About this task:
Find the string "yellow" in the entries and copy each line that has it.

Data shown:
'''
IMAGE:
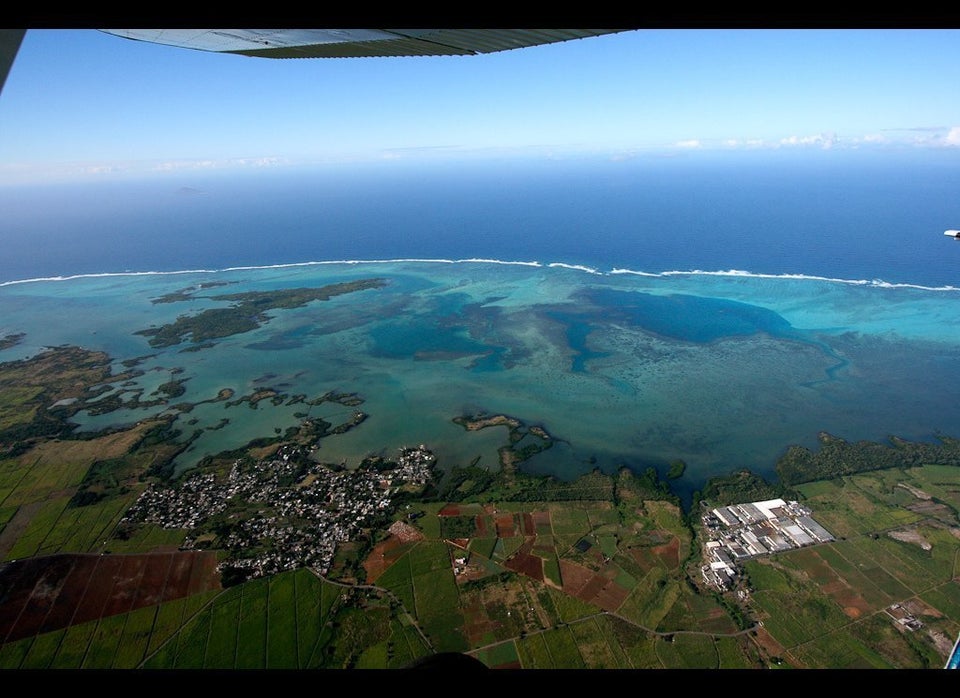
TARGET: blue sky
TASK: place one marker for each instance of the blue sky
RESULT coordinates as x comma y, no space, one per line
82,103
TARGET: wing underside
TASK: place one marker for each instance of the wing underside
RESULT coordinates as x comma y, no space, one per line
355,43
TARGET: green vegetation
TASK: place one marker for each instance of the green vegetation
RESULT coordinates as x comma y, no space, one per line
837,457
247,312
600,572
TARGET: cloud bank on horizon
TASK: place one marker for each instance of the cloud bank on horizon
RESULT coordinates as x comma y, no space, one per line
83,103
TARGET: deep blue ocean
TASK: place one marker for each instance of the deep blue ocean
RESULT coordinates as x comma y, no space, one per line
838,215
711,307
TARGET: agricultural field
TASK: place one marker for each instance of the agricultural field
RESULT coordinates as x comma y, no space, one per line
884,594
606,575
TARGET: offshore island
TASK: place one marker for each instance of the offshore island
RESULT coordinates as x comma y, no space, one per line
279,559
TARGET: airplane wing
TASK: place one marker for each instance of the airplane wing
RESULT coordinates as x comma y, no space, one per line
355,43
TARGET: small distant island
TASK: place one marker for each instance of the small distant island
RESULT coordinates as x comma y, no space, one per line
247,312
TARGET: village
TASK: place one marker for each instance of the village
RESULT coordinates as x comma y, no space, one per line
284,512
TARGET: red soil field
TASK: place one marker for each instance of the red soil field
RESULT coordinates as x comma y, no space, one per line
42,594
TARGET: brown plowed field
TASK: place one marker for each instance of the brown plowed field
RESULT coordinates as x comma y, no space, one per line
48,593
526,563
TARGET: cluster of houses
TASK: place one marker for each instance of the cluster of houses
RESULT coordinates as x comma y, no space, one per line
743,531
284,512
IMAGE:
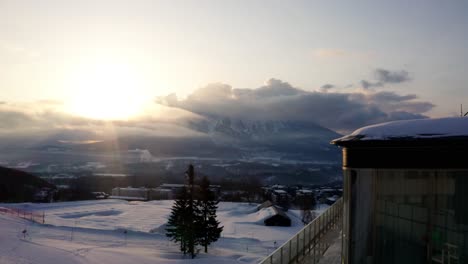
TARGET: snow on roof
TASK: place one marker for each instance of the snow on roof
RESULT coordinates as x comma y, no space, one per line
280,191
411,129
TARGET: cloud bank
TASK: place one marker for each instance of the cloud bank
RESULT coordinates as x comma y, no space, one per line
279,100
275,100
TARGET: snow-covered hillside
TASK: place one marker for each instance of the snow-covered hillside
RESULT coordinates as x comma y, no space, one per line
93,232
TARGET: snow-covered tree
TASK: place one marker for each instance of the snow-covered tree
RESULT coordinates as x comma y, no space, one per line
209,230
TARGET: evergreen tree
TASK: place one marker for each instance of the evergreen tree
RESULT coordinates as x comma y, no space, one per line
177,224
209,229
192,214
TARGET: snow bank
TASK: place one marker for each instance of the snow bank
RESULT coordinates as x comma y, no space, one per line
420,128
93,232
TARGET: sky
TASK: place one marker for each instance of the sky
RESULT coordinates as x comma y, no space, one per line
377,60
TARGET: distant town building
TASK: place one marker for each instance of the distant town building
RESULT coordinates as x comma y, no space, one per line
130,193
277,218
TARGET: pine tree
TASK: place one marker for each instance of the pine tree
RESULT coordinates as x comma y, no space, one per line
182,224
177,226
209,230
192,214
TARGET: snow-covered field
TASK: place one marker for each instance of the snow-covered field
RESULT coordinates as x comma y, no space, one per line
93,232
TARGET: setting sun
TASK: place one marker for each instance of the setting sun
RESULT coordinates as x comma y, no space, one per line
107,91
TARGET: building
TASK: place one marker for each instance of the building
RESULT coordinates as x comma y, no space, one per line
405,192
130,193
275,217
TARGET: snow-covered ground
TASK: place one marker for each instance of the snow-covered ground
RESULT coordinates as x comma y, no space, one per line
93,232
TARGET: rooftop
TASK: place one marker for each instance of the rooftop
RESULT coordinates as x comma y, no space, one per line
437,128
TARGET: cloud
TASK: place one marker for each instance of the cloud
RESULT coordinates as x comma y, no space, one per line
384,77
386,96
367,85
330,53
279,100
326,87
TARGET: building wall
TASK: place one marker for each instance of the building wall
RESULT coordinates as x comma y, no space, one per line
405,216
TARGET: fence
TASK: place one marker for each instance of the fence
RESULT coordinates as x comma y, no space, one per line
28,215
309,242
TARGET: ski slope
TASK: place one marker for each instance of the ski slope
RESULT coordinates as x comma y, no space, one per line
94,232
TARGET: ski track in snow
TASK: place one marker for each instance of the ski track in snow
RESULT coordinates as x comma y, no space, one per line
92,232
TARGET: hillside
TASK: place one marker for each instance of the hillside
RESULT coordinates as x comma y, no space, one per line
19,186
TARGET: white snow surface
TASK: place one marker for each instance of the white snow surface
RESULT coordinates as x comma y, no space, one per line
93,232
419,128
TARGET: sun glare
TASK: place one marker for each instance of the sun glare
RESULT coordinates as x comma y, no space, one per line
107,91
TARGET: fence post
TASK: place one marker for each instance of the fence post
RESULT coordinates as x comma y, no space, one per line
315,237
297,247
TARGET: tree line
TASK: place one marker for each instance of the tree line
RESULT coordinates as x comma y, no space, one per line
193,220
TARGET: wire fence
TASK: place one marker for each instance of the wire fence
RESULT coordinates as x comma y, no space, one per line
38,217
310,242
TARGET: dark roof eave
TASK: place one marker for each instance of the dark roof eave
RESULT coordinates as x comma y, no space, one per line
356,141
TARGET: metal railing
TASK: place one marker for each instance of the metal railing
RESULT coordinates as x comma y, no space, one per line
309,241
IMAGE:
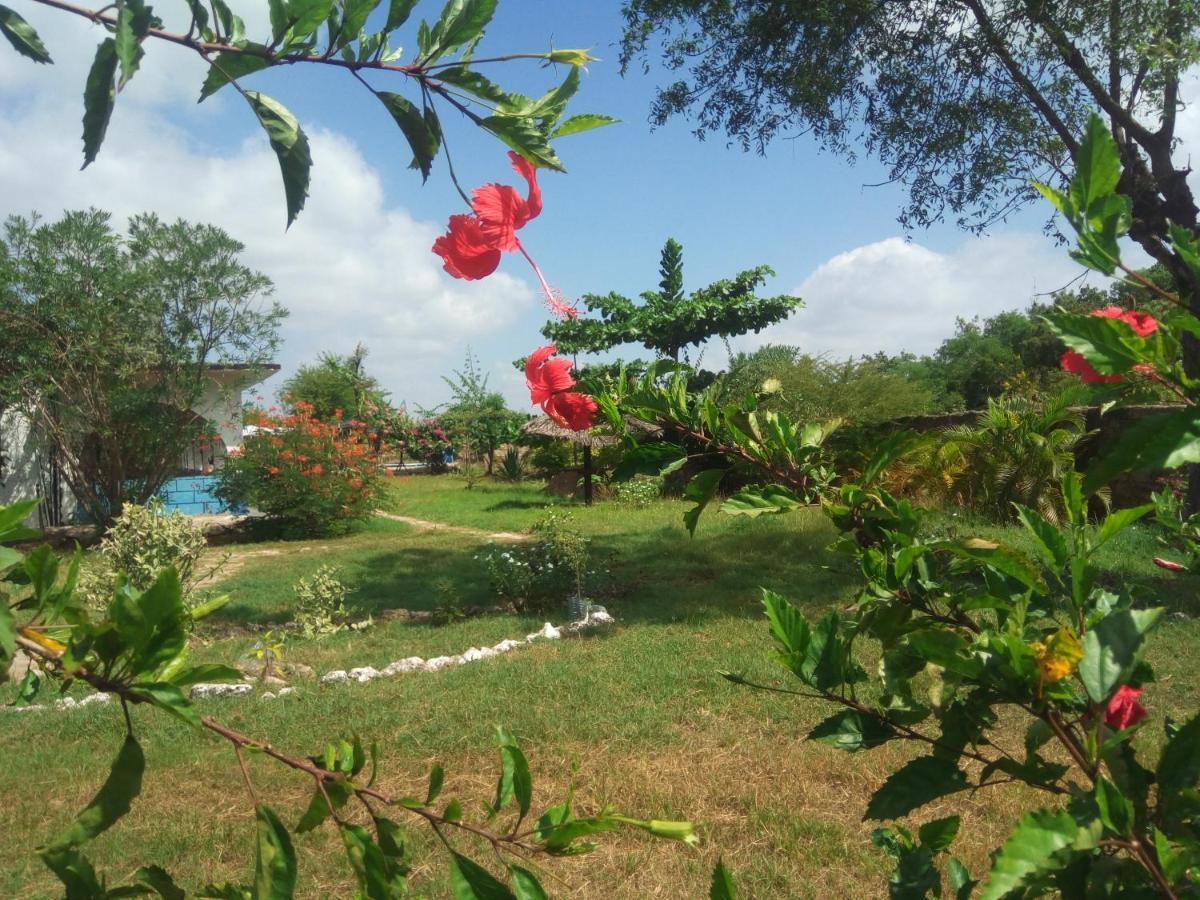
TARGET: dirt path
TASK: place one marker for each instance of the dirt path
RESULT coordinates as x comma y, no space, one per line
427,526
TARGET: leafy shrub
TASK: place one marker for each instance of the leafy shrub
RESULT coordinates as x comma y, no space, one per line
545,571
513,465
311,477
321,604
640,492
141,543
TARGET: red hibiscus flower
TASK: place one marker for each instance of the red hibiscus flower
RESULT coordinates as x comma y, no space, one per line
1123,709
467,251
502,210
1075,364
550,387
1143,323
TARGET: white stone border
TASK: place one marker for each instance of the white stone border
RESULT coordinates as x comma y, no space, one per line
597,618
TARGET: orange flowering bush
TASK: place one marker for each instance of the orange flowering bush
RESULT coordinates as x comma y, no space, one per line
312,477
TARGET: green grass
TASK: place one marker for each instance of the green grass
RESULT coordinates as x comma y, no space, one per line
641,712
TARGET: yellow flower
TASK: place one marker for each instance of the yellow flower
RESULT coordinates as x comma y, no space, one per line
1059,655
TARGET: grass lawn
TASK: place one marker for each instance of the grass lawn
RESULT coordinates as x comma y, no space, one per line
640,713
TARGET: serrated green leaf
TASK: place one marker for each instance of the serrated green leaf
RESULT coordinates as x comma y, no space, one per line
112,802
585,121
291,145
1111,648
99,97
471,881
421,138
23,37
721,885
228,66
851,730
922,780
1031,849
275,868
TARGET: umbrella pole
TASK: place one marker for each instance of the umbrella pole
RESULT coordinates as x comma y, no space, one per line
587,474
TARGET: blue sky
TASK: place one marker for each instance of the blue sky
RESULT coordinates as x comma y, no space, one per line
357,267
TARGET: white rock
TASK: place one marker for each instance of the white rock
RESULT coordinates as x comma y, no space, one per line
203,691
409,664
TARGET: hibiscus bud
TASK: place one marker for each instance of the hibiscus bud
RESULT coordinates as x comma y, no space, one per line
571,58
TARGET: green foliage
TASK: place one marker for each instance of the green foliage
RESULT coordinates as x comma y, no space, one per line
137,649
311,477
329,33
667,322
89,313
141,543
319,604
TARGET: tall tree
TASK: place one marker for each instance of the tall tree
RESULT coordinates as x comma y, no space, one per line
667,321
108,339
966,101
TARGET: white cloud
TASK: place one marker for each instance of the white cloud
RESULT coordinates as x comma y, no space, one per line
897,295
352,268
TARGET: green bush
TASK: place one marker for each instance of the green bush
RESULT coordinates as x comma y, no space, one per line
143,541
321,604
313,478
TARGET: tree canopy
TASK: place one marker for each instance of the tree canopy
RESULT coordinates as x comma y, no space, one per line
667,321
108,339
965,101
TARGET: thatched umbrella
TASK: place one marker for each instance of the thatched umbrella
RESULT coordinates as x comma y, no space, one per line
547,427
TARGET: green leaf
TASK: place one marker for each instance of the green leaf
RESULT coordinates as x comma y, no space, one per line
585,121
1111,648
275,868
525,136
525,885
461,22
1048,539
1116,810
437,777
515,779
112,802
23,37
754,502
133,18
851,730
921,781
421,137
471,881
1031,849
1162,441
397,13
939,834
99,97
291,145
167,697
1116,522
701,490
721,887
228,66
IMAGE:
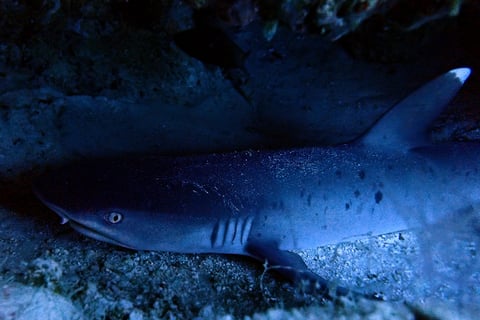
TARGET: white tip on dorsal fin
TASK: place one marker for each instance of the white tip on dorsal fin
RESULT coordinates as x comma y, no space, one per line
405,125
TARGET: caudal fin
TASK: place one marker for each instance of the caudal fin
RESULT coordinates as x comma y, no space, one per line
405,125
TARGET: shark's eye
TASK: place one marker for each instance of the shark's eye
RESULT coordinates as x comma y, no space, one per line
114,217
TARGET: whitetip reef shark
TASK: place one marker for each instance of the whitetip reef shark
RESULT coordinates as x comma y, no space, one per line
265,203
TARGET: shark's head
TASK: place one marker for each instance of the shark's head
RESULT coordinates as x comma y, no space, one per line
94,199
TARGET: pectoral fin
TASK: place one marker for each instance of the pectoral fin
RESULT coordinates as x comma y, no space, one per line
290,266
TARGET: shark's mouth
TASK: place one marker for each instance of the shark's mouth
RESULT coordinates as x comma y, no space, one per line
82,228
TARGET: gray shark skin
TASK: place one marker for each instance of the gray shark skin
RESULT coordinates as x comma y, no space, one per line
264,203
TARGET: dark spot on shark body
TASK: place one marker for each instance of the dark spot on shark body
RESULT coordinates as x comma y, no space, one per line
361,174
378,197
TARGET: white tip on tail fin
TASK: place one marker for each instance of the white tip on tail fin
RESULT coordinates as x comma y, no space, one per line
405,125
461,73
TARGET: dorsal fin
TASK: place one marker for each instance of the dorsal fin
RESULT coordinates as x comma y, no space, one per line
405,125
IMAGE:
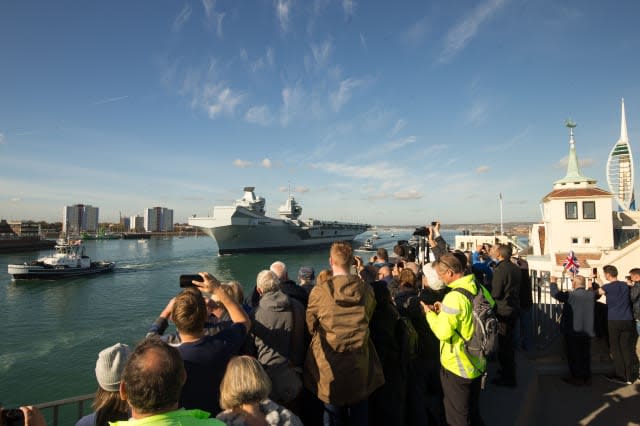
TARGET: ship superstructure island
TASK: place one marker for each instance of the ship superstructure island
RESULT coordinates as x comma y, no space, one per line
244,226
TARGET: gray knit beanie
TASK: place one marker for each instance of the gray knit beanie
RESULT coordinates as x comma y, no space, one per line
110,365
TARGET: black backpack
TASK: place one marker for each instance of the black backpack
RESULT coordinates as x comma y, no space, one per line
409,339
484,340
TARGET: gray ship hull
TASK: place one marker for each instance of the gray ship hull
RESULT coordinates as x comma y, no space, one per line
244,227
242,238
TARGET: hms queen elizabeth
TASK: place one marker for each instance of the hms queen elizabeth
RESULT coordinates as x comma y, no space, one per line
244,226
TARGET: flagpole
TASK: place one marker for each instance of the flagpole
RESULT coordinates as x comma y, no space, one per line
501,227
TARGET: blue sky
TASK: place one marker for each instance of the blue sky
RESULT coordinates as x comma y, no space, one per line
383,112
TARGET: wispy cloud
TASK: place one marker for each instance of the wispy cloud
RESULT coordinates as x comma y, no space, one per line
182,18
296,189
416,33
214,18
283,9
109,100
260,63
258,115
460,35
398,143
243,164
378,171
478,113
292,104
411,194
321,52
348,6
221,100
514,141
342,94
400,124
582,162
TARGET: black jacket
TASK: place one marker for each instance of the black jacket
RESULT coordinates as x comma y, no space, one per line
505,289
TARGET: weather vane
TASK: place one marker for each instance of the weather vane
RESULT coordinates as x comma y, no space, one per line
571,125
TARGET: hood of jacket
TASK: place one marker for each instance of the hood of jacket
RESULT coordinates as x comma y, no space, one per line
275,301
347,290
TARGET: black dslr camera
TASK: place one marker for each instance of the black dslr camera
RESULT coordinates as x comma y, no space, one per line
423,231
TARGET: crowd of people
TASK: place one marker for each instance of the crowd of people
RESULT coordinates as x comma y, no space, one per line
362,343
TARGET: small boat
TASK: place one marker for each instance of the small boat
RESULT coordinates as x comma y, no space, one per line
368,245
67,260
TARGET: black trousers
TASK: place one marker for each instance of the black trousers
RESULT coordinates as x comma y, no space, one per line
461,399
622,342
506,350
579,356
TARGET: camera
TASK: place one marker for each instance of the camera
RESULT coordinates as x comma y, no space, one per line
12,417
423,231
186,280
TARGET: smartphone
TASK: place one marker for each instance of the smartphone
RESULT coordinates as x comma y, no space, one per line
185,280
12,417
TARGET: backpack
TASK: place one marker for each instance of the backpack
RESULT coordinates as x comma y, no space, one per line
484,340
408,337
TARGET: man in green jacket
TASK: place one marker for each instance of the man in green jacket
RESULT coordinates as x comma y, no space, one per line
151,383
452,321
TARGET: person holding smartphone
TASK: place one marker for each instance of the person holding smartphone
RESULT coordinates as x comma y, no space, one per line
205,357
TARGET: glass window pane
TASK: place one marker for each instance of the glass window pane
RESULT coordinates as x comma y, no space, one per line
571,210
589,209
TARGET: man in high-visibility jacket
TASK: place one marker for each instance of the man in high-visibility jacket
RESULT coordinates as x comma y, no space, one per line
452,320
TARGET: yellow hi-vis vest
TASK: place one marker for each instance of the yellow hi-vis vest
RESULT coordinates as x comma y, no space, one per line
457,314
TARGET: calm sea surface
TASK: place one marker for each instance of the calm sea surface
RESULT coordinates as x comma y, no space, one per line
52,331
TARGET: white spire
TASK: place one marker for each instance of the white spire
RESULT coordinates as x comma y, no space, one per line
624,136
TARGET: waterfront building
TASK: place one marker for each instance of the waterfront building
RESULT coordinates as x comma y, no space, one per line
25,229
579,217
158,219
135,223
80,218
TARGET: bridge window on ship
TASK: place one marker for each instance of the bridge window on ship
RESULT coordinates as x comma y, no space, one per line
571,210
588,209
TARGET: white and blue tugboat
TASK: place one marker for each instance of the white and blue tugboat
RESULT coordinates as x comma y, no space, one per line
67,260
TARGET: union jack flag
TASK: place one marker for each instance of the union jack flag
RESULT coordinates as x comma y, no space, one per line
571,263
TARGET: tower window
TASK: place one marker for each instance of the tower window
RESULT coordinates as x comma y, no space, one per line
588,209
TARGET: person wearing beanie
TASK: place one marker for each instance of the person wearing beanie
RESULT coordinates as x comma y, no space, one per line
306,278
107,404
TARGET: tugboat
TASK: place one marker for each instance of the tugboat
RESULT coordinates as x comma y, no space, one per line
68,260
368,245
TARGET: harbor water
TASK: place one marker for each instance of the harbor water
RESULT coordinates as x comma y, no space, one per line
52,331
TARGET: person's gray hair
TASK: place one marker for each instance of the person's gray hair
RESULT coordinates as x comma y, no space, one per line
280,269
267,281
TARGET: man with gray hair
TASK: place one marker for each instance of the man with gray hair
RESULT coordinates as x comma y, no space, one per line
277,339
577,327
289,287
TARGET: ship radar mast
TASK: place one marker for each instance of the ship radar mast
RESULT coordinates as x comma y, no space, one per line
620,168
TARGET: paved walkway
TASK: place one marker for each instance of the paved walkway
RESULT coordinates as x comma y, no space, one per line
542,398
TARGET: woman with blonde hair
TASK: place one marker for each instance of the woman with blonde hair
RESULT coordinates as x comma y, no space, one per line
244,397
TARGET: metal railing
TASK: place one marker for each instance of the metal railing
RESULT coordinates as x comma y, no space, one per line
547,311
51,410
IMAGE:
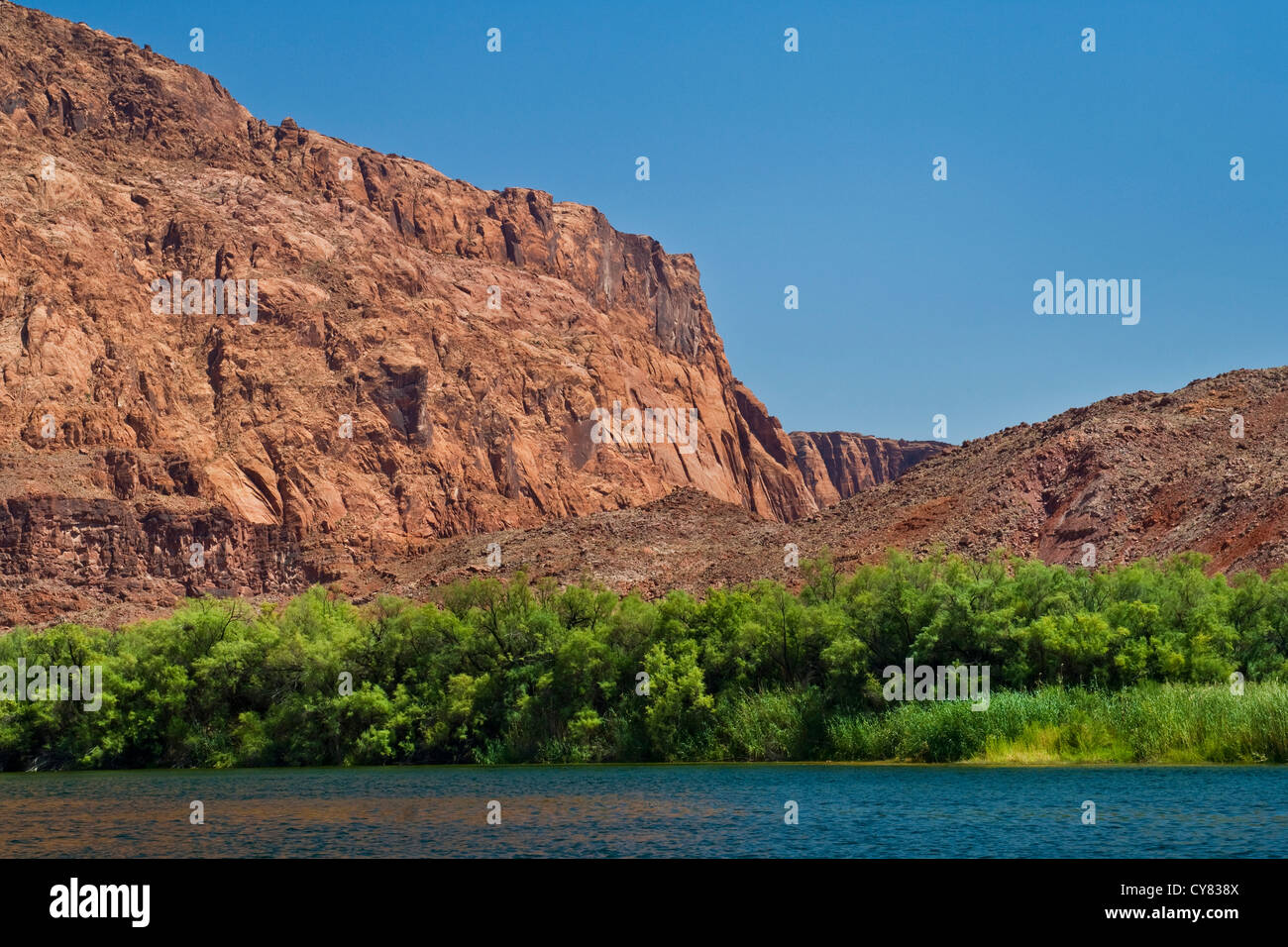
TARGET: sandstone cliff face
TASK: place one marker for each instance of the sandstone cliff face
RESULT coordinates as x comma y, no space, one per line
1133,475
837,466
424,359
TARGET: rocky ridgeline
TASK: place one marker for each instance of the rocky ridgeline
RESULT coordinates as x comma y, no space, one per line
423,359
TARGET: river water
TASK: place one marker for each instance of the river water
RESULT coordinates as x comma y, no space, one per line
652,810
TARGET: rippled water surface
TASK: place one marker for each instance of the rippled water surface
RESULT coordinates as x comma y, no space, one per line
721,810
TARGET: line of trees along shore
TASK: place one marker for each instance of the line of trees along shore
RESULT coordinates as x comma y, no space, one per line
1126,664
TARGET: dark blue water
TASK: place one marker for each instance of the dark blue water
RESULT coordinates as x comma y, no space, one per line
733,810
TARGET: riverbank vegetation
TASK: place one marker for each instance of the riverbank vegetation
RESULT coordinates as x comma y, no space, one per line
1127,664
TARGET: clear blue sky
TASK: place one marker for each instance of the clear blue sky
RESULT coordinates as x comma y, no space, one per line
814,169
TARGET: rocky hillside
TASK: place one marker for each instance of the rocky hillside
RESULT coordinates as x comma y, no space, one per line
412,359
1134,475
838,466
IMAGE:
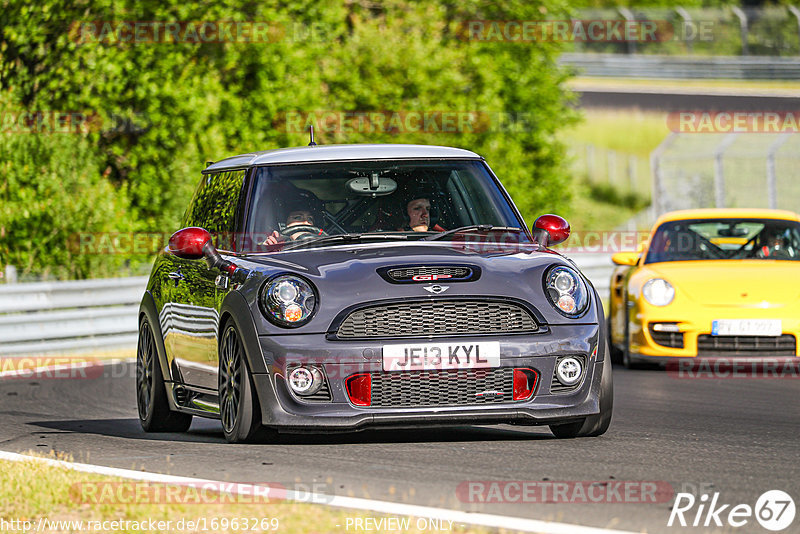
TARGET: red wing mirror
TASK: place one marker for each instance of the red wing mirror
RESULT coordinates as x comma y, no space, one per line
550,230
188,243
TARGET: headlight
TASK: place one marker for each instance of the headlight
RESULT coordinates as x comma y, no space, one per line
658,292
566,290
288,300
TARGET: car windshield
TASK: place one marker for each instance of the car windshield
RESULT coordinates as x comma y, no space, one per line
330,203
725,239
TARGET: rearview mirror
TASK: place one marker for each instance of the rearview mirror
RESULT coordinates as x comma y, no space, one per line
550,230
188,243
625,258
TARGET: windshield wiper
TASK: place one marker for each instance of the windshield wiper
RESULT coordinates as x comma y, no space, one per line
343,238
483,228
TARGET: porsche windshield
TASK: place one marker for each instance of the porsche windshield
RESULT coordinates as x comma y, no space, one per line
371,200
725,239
'''
Solution:
TARGET: yellow flower
TASK: place one marker for each instance of the yellow flower
TARGET: yellow hi-vis vest
TASK: place one marker for each instance of the yellow hi-vis vest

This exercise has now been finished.